Work to be completed -
Please pull out every line of the material below that contains the string "gray". Uppercase and lowercase must match.

Supplied data -
_ _ _ _

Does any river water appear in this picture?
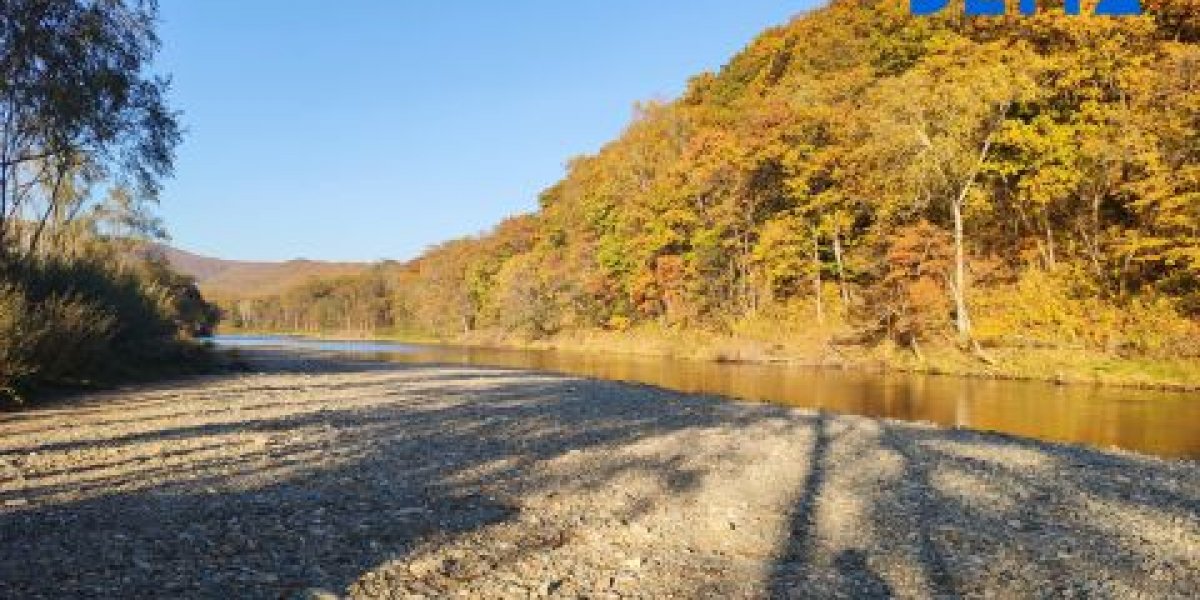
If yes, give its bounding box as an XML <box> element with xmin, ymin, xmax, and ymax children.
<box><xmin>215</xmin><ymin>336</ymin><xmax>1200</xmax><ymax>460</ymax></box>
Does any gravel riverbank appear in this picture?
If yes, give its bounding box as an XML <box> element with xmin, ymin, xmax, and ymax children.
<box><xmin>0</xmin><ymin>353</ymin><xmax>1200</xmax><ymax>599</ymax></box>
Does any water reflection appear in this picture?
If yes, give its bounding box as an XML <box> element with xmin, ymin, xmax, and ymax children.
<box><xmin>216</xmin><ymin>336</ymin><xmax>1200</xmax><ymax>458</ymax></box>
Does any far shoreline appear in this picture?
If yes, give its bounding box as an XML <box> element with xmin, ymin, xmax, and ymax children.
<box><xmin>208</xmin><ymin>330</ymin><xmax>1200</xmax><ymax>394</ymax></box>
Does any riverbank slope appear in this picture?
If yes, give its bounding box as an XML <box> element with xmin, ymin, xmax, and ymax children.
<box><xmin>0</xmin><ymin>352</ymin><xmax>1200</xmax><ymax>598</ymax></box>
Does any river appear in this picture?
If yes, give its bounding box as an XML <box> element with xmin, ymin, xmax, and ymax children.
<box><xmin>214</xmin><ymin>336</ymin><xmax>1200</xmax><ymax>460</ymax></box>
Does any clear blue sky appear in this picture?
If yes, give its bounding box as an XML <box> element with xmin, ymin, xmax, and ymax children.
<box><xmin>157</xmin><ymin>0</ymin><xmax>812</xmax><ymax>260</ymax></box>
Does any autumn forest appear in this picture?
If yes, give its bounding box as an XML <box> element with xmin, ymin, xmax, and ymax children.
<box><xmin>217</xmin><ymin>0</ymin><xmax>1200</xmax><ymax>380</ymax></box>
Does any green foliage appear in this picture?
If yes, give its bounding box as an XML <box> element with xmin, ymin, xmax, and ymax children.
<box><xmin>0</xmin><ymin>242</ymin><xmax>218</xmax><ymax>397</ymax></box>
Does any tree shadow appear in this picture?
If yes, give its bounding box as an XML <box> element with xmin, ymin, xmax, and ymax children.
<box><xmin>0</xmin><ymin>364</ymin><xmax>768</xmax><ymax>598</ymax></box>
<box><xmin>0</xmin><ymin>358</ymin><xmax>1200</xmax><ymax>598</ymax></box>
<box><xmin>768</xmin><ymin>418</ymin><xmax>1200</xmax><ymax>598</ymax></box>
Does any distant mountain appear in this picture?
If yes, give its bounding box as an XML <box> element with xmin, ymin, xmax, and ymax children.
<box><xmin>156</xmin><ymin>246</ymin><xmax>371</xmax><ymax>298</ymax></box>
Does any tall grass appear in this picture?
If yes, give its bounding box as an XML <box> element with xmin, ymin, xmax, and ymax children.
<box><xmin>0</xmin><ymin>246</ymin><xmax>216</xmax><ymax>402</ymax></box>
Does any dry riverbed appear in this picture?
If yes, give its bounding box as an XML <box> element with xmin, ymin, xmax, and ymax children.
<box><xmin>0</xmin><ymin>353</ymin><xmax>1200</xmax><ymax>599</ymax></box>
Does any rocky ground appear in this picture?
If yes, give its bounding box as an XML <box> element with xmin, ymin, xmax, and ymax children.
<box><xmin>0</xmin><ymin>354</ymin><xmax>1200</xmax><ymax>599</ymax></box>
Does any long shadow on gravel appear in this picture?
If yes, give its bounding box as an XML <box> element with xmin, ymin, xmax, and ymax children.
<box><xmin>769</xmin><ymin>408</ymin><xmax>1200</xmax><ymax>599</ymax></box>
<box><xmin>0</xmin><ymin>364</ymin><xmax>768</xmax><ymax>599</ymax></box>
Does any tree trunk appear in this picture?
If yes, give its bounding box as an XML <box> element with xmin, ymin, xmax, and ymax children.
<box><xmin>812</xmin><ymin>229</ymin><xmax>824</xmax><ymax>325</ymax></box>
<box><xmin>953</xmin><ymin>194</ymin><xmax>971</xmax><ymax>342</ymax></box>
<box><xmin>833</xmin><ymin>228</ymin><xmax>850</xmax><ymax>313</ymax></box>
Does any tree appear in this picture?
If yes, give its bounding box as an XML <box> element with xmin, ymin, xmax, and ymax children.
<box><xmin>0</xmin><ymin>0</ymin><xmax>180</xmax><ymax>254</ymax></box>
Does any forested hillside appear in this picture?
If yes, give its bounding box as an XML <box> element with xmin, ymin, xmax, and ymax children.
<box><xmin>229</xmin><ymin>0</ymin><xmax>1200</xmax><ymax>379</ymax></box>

_ _ _ _

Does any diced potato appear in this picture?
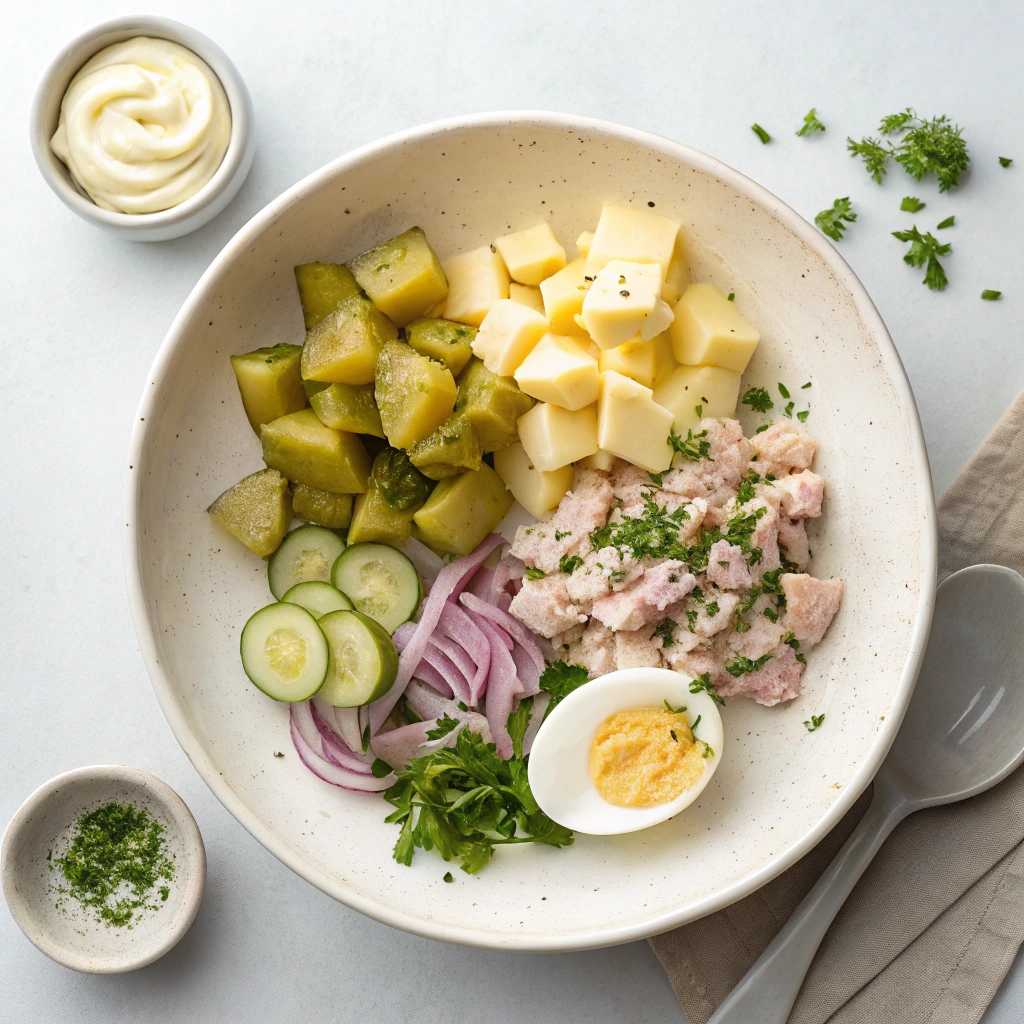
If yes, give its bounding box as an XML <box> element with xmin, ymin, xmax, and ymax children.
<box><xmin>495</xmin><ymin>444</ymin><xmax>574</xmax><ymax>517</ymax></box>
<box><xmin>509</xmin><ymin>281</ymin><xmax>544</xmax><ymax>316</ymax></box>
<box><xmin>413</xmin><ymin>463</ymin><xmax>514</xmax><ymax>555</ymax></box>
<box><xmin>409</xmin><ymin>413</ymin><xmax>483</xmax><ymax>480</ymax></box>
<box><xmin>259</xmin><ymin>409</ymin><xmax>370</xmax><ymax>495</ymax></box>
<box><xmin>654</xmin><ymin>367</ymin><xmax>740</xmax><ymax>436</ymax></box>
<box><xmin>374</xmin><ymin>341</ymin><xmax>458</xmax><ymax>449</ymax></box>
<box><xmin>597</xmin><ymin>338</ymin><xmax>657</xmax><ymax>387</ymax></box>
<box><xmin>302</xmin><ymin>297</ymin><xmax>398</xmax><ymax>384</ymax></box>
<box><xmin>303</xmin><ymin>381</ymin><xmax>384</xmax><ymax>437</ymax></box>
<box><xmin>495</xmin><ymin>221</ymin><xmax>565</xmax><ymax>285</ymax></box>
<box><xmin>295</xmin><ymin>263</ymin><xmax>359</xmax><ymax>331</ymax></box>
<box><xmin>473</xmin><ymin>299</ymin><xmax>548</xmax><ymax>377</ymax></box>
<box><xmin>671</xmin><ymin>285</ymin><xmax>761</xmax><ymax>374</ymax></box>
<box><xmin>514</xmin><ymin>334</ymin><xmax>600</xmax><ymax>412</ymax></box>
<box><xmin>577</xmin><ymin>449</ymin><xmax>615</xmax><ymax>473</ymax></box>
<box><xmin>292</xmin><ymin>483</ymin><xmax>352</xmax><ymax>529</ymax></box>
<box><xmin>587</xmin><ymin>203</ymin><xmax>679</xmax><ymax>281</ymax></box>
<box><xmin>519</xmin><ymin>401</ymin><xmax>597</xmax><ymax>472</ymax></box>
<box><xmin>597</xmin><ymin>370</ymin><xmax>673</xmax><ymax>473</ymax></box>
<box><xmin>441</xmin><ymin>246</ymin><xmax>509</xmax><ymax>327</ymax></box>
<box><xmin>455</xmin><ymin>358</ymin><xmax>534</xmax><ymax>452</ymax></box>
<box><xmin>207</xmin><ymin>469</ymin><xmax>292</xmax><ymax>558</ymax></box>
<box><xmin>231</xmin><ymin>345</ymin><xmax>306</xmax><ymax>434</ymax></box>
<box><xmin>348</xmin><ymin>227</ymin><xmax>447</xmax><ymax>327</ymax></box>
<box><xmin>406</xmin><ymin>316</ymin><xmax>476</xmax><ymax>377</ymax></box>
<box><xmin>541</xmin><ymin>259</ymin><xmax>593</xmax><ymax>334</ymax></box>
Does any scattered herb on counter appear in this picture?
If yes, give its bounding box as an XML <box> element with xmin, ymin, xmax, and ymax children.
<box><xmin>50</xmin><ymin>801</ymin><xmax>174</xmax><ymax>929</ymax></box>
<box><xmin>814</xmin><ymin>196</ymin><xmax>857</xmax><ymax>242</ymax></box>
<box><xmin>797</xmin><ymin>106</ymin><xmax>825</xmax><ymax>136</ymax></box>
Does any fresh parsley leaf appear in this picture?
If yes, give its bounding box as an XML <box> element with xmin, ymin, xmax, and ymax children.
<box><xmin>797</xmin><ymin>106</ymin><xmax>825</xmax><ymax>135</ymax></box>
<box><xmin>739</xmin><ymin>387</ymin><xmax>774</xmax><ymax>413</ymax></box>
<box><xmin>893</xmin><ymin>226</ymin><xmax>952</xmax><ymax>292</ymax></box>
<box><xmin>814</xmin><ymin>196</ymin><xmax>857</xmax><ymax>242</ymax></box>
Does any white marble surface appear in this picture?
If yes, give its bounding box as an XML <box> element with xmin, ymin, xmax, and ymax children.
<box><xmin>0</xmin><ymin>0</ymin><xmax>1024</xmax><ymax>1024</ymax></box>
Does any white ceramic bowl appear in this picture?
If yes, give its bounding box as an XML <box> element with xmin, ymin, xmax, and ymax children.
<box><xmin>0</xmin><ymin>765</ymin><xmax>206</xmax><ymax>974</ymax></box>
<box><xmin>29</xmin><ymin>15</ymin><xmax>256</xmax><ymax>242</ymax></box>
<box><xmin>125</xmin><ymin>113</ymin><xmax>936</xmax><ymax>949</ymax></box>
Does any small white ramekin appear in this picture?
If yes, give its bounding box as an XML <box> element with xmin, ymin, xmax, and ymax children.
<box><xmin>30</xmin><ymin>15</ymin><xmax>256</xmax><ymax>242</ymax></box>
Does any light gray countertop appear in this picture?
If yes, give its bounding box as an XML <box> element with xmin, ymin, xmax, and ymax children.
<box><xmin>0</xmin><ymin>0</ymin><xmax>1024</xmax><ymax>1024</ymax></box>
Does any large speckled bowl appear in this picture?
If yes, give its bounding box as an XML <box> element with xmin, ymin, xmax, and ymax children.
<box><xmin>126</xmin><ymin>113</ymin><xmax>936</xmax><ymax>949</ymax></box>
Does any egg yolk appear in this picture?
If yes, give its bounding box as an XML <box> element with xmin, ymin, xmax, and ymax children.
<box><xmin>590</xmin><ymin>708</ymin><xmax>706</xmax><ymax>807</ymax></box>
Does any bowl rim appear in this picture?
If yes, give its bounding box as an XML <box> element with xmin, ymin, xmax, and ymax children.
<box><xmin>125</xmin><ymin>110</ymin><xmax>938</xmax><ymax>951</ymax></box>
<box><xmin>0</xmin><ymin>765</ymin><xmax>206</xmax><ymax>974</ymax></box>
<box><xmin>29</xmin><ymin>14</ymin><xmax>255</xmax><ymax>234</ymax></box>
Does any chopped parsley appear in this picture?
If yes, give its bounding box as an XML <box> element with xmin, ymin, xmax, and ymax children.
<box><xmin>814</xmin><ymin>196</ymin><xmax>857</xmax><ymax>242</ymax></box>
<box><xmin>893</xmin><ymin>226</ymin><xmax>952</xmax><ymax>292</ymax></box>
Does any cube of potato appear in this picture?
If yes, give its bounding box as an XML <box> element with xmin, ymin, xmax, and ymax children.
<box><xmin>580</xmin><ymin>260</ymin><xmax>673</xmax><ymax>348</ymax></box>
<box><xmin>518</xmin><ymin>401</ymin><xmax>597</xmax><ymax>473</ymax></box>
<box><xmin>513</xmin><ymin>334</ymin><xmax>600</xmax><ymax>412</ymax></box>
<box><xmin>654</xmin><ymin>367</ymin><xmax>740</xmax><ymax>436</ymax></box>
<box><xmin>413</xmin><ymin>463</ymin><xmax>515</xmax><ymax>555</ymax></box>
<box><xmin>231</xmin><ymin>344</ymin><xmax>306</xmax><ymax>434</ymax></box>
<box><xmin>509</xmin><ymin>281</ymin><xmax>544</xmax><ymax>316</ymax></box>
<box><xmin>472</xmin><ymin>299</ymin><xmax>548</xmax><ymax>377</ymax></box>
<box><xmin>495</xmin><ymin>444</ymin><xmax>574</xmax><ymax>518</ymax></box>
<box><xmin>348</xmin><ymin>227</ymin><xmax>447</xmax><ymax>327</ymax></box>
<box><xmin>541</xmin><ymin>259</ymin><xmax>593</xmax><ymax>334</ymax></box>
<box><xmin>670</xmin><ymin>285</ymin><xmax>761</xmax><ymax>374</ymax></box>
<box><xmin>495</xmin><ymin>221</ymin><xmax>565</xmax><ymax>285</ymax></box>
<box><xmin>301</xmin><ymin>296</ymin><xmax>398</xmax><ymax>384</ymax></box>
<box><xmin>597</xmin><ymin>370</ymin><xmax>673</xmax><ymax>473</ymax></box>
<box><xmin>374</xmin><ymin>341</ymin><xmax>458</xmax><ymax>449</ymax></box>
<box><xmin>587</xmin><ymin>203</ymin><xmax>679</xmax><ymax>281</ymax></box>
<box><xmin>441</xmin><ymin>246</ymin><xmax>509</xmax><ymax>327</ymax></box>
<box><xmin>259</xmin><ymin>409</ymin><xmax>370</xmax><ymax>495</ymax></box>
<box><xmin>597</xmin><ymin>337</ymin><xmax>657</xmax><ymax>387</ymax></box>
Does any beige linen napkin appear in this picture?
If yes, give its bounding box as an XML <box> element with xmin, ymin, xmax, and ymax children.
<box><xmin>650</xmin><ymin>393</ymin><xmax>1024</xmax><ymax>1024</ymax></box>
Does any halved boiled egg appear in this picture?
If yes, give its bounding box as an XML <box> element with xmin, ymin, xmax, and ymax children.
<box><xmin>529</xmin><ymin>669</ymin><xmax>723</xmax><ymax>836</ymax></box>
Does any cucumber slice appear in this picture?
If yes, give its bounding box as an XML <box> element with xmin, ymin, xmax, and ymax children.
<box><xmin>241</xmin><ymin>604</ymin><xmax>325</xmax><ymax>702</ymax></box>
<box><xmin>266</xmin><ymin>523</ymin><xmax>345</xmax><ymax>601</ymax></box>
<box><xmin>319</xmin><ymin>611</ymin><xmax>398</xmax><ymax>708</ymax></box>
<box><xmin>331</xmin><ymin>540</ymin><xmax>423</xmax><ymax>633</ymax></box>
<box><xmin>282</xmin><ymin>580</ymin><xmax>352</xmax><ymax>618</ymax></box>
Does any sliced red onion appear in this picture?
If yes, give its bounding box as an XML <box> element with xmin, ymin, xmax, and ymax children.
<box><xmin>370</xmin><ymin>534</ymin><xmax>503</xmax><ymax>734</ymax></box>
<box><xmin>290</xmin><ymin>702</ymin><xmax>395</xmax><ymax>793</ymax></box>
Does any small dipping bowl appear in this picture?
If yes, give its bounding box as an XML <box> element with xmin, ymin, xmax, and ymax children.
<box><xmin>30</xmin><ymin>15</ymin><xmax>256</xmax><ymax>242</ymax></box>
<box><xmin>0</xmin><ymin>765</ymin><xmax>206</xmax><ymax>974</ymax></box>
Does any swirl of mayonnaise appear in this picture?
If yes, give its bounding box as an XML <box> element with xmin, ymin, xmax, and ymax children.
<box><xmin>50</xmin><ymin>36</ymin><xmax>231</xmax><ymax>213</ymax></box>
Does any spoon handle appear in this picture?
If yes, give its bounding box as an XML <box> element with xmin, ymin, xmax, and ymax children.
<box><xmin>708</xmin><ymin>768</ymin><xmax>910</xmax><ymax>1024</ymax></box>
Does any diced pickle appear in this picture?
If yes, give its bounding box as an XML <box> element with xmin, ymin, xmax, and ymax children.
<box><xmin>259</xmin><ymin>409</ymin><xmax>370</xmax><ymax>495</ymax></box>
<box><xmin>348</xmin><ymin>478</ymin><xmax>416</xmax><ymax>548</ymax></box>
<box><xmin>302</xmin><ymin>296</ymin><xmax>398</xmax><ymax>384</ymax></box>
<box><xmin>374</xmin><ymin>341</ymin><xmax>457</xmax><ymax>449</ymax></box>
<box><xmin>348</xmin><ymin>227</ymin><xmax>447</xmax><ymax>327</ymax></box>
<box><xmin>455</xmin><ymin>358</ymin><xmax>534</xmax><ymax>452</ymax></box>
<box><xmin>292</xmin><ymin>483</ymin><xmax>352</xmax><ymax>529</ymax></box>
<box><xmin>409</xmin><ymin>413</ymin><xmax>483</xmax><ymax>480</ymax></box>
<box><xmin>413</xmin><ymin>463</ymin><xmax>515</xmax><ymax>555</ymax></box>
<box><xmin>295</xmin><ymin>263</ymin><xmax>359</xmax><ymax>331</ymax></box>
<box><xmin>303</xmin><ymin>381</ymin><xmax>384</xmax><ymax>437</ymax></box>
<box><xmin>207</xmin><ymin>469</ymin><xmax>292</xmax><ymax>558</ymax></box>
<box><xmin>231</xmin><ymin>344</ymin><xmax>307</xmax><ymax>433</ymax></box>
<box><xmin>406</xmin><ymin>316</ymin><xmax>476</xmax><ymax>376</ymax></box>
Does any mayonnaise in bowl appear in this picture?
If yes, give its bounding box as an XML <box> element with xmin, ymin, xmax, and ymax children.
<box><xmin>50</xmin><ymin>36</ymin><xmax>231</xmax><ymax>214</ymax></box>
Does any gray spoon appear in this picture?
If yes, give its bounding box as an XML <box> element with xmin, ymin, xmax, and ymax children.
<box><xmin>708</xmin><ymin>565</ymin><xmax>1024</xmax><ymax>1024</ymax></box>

_ _ _ _

Solution -
Does any light gray countertop appear in this picture?
Does any gray spoon appear in this picture?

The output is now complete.